*** TEXT PASSAGE
Physical touch in a virtual world
“Using the green screen, the participant would see their face on their device and see me, my hands, touching their face, massaging and giving the facial treatment as I spoke to them about the process, while a soothing audio soundtrack played. The process showed that our eyes can be part of touching as well as seeing.
“‘The Best Facial’ uses our eyes, along with virtual touch, to tap into meditation culture and the wellbeing it brings. Part of the facial is an application of a mask – like you would have in a real-life facial treatment. When the mask is applied the participant watches their facial features disappear and become translucent as a natural landscape comes into the image. It’s about looking inward – it’s reflective, as the landscape becomes part of you and vice versa.
“‘Glitches were also purposely inserted into the video, such as might happen in the real-world – for example, a doorbell might ring at a salon. (I have been inspired by Legacy Russell’s book ‘Glitch’.) During the facials, I acknowledge people’s glitches and work with them.
******
*** EXCERPTED DATA
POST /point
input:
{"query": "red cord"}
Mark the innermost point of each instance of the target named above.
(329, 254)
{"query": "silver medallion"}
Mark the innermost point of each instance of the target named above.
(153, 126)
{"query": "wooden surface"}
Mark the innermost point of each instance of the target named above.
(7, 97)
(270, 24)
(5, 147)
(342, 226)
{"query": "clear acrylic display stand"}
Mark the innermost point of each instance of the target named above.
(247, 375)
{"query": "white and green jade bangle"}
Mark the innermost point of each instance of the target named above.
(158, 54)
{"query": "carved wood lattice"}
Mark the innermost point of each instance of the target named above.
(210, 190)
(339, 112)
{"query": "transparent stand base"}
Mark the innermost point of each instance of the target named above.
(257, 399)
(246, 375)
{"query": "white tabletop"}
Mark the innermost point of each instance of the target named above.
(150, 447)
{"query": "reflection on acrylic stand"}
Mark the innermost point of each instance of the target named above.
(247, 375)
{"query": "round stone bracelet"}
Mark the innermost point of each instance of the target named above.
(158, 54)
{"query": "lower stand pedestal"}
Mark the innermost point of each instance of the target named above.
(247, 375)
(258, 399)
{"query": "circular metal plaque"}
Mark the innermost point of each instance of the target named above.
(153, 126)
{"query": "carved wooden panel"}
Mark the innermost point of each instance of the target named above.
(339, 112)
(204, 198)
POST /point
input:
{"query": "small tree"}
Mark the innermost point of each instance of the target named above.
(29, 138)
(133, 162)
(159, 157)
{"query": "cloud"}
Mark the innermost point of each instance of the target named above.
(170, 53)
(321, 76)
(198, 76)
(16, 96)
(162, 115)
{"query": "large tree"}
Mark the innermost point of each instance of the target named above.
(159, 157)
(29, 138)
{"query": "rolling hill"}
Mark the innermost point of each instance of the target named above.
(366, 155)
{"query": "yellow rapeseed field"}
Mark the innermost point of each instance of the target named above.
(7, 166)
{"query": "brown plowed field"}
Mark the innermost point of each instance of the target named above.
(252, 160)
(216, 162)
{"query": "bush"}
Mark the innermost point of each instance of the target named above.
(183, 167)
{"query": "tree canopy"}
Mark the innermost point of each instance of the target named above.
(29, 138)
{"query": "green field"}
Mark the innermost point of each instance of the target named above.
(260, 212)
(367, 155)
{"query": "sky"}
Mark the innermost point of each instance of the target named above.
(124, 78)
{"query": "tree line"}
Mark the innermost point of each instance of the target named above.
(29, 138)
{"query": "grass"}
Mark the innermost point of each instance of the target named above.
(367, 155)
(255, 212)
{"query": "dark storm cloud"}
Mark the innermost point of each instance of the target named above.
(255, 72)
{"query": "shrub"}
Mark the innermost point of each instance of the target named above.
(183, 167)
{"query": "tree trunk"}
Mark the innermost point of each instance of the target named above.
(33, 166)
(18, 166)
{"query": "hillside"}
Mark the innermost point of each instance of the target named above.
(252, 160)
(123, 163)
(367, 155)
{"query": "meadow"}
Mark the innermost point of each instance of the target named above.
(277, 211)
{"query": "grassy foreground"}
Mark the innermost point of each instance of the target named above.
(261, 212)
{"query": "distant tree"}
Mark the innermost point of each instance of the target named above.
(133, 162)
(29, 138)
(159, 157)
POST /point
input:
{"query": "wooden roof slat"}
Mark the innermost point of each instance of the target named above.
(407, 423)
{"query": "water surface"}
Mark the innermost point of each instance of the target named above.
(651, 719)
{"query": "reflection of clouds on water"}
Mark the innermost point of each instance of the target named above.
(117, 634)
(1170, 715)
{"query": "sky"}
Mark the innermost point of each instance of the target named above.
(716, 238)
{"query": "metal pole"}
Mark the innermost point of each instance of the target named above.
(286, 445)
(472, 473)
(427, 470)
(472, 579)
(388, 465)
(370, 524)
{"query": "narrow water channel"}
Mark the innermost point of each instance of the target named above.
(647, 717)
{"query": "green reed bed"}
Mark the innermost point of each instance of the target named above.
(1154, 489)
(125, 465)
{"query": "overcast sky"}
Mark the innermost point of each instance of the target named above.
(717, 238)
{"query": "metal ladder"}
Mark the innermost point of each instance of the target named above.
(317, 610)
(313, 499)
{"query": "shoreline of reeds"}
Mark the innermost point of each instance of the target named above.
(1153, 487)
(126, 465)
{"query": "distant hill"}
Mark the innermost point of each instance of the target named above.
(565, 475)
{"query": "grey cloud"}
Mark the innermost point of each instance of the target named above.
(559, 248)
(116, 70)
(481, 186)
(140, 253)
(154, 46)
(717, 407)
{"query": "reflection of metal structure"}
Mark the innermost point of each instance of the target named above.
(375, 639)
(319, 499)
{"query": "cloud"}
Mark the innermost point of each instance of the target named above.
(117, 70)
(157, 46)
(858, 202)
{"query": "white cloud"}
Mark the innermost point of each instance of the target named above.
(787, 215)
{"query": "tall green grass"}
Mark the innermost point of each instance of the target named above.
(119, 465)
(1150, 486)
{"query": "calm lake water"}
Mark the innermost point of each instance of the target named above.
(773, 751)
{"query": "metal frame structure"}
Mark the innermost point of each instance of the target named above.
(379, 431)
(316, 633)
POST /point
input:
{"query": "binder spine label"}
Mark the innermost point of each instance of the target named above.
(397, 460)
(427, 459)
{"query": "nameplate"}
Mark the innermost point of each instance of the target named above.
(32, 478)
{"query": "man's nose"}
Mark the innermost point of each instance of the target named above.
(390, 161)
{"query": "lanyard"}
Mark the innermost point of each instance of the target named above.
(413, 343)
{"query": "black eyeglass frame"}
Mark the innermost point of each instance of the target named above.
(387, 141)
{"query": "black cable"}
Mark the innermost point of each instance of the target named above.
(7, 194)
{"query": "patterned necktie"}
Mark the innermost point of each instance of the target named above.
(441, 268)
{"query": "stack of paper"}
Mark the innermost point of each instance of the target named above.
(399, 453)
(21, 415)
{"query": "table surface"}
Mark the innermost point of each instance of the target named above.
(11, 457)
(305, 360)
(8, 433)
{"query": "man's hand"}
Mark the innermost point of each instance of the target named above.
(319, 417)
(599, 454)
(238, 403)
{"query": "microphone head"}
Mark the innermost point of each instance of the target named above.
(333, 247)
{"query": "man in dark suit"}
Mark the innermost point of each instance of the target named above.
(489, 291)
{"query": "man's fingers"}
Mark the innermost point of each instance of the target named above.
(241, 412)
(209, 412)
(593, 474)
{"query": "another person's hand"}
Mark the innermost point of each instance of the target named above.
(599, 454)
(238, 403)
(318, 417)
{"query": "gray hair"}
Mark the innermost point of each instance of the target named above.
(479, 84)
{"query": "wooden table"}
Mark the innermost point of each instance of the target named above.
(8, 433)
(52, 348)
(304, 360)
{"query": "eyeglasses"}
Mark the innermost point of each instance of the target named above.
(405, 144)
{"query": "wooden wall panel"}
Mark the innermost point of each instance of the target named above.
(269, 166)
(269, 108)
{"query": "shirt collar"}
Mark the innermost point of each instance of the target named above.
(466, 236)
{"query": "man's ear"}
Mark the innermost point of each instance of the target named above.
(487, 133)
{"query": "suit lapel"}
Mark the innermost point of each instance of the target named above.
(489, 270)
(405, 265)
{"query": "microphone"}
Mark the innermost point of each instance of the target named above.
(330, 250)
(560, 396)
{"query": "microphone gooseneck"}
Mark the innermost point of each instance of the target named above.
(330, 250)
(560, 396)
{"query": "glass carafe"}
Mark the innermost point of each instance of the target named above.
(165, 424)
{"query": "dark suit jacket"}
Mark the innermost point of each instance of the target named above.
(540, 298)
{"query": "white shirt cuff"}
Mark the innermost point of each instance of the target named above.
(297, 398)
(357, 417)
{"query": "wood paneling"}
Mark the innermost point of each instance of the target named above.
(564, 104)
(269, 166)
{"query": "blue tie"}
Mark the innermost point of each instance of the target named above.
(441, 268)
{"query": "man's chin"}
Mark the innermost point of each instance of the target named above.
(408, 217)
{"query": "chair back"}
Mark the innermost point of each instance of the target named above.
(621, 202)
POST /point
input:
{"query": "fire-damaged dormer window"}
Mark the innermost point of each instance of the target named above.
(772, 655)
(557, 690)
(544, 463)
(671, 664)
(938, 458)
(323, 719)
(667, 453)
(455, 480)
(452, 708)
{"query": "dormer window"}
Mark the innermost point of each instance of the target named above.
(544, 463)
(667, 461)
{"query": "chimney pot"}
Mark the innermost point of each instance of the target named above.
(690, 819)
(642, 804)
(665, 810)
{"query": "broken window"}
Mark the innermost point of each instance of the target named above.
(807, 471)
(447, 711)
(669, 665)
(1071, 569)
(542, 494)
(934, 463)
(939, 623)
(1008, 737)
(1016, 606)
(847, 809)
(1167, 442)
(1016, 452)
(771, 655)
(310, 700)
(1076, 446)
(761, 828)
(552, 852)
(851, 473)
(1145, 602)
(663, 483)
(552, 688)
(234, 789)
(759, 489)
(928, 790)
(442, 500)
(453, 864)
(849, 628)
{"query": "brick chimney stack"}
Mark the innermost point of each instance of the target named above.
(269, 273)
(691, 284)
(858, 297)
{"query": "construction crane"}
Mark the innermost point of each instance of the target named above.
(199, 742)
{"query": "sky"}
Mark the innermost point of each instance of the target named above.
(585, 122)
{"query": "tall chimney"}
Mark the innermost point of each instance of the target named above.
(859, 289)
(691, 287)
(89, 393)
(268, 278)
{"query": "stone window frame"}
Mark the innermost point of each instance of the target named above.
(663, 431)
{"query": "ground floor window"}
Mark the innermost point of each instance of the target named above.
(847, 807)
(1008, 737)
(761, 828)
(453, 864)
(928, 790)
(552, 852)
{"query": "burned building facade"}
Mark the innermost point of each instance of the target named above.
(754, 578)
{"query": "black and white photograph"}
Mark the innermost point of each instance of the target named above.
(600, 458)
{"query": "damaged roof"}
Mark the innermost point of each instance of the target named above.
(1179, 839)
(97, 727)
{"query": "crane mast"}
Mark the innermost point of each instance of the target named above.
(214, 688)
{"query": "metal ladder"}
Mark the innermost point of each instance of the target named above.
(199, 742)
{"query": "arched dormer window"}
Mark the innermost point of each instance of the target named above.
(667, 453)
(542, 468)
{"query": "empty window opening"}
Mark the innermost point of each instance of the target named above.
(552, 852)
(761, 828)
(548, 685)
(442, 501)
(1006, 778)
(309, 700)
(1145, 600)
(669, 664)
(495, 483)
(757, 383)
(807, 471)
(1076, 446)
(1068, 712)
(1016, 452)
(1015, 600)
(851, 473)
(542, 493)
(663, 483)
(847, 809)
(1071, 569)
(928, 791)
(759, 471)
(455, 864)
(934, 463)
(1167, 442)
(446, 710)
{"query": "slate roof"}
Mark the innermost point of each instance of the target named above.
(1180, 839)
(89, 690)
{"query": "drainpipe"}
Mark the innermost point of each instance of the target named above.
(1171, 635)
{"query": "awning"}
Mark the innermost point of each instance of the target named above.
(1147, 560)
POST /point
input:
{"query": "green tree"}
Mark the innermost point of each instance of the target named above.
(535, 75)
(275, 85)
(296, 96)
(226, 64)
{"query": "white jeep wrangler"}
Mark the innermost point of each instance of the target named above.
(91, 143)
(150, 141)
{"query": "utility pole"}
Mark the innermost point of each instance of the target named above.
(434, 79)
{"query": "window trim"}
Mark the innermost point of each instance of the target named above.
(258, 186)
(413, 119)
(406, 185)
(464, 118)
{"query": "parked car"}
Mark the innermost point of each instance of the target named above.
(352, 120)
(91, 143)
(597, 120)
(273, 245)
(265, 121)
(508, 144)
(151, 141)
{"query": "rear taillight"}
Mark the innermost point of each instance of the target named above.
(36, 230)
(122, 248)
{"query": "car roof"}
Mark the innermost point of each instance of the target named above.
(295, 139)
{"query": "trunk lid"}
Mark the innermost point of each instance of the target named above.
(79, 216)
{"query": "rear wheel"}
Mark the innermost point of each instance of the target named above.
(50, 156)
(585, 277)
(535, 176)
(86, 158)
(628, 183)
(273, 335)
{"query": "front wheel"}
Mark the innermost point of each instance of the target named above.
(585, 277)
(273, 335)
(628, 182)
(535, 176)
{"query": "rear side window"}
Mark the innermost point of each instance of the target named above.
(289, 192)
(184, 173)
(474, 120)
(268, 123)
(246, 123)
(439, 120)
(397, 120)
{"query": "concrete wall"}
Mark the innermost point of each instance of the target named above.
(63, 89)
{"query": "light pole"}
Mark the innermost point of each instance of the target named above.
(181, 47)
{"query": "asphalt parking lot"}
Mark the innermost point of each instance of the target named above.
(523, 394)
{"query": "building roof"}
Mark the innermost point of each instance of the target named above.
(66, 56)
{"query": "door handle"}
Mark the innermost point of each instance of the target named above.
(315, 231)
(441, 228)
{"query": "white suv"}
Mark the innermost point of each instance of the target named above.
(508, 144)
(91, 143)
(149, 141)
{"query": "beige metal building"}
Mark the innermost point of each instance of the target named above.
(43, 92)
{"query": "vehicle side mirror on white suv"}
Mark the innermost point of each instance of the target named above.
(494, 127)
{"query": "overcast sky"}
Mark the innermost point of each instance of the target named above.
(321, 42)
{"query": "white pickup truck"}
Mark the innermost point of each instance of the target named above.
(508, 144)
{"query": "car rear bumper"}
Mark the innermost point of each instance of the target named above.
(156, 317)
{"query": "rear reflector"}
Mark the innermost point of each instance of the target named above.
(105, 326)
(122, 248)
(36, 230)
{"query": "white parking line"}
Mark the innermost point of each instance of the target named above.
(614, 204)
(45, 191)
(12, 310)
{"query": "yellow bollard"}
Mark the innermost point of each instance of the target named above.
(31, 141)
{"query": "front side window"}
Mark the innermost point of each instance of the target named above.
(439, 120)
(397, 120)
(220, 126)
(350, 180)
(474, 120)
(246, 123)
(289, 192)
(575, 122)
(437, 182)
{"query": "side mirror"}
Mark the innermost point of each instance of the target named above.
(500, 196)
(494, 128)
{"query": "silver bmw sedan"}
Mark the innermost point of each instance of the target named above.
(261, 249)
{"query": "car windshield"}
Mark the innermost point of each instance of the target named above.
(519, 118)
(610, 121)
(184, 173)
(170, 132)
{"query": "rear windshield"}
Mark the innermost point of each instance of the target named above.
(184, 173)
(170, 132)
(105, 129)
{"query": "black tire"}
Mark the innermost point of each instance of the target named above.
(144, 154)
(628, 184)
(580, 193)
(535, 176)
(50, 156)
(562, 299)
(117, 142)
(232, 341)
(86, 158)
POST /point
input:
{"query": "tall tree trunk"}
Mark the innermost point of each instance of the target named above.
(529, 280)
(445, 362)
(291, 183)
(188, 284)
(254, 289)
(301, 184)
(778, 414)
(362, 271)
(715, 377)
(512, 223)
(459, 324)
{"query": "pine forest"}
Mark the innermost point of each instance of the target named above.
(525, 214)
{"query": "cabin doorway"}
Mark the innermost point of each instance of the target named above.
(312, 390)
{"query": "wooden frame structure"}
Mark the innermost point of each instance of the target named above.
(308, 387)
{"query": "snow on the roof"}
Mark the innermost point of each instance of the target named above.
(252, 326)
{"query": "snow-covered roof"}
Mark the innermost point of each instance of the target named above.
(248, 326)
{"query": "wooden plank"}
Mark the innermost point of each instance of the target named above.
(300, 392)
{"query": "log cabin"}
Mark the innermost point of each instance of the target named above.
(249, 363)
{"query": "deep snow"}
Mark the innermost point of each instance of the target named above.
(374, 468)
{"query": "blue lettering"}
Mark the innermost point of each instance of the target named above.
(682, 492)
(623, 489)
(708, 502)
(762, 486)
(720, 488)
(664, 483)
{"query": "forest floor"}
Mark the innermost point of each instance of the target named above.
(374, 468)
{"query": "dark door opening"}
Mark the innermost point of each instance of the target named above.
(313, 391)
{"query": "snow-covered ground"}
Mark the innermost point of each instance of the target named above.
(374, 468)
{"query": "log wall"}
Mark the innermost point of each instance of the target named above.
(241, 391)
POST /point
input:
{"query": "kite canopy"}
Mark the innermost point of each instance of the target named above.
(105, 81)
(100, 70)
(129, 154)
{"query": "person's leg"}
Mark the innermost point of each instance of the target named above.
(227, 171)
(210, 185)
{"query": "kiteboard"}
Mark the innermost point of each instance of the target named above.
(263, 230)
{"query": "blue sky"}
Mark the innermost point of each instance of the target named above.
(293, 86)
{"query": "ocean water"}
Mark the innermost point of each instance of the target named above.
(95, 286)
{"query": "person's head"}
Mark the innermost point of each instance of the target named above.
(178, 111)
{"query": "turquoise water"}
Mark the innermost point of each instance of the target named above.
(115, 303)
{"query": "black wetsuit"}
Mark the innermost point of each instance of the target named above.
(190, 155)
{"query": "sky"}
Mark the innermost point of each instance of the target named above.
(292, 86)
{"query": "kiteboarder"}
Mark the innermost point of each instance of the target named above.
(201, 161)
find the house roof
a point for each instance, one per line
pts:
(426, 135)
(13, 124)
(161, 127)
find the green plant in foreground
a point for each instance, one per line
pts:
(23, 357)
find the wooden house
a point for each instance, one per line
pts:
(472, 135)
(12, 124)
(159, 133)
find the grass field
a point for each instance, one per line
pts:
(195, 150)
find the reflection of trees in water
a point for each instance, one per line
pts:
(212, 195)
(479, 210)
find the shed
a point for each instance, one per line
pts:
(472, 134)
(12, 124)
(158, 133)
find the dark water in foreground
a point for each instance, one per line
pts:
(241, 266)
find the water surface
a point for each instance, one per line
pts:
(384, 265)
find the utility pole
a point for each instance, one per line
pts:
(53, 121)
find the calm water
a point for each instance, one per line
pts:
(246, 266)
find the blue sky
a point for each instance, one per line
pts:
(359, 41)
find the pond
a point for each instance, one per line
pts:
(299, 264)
******
_THE PROBLEM_:
Say whether each statement agrees with the text on physical touch in a virtual world, answering yes or no and quoting the deciding words of the text. 1. A natural landscape comes into the image when the mask is applied. 2. The glitches in the video happened by accident. 3. A soothing audio soundtrack played during the treatment.

_ANSWER AREA_:
1. Yes: "When the mask is applied the participant watches their facial features disappear and become translucent as a natural landscape comes into the image."
2. No: "Glitches were also purposely inserted into the video"
3. Yes: "while a soothing audio soundtrack played"